[Saved entries]
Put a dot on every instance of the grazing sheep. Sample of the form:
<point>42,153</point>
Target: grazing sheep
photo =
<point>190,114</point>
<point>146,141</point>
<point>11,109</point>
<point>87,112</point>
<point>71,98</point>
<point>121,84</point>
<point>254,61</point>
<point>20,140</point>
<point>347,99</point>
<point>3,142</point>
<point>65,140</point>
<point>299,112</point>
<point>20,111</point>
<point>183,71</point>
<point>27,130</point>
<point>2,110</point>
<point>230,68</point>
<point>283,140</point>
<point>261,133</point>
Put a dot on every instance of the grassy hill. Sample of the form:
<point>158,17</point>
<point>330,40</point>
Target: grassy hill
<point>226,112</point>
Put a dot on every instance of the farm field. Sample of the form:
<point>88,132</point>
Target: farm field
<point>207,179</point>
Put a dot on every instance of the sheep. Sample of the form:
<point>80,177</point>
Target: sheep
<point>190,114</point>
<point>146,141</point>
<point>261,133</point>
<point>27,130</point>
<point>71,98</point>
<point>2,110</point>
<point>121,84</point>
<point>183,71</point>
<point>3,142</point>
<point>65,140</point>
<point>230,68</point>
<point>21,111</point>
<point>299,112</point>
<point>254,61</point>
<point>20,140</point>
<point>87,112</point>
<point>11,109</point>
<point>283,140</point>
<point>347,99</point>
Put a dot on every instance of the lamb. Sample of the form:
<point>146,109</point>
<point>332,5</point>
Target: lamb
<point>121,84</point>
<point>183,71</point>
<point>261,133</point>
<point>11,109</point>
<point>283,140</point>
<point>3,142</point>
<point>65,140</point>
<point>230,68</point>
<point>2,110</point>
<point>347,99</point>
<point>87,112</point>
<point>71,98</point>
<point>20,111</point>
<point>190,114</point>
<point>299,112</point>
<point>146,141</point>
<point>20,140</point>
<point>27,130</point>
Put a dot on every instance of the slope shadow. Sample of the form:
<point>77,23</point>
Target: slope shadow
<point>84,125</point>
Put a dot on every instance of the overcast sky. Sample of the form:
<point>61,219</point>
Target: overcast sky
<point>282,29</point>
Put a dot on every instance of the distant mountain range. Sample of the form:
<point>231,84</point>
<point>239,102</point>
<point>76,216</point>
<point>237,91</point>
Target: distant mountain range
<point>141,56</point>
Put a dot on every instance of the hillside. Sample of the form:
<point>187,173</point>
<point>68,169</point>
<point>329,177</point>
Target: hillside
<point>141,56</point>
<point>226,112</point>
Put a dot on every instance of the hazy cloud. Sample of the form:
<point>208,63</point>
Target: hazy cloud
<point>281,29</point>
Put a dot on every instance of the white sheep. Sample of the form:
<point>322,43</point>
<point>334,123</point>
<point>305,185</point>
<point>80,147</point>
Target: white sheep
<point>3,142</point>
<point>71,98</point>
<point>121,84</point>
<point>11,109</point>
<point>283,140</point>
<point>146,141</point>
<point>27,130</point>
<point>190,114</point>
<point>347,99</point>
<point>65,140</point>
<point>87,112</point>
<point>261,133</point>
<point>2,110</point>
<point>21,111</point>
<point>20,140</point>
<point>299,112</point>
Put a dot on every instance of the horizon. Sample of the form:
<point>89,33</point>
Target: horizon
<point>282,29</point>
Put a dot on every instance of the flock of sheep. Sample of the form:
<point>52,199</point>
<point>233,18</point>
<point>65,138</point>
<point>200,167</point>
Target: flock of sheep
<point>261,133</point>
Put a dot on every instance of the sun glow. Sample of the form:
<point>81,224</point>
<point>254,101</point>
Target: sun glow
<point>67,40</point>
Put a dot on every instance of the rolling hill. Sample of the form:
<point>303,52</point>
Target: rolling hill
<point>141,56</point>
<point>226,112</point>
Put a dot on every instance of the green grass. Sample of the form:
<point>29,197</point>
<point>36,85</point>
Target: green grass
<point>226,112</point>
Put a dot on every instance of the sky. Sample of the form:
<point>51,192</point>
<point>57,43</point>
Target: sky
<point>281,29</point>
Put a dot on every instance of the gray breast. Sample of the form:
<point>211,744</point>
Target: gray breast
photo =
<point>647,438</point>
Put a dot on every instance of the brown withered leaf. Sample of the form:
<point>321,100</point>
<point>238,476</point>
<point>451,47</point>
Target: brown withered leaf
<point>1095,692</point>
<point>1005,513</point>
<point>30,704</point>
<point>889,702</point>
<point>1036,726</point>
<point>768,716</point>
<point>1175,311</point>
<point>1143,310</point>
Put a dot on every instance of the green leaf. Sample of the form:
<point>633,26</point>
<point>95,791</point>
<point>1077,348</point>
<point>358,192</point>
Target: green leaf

What you will do =
Write the lines out verbatim, from the one with "Target: flock of sheep" through the last line of the entries, and stop there.

Answer box =
Target: flock of sheep
<point>261,133</point>
Put a dot on every instance of the sun glow. Sample of the form:
<point>81,224</point>
<point>254,101</point>
Target: sun glow
<point>67,40</point>
Put a dot on every instance of the rolling hill. Sample of the form:
<point>303,52</point>
Target: rolling hill
<point>141,56</point>
<point>226,112</point>
Put a dot on every instance of the green grass. Sample of the form:
<point>29,197</point>
<point>36,85</point>
Target: green grass
<point>226,112</point>
Put a dot on every instance of the sky. Sample of the form:
<point>51,192</point>
<point>57,43</point>
Target: sky
<point>281,29</point>
Put a dot on every instance of the gray breast. Sample of the form:
<point>211,744</point>
Target: gray breast
photo =
<point>647,438</point>
Put a dot on every instance of the brown withered leaf. Sample of the form:
<point>321,100</point>
<point>238,476</point>
<point>451,47</point>
Target: brown withered leaf
<point>1095,692</point>
<point>1005,513</point>
<point>30,704</point>
<point>889,702</point>
<point>1036,726</point>
<point>768,716</point>
<point>1175,311</point>
<point>1143,310</point>
Put a dot on every instance of the green leaf. Sample of the form:
<point>633,26</point>
<point>95,791</point>
<point>1077,348</point>
<point>358,192</point>
Target: green leaf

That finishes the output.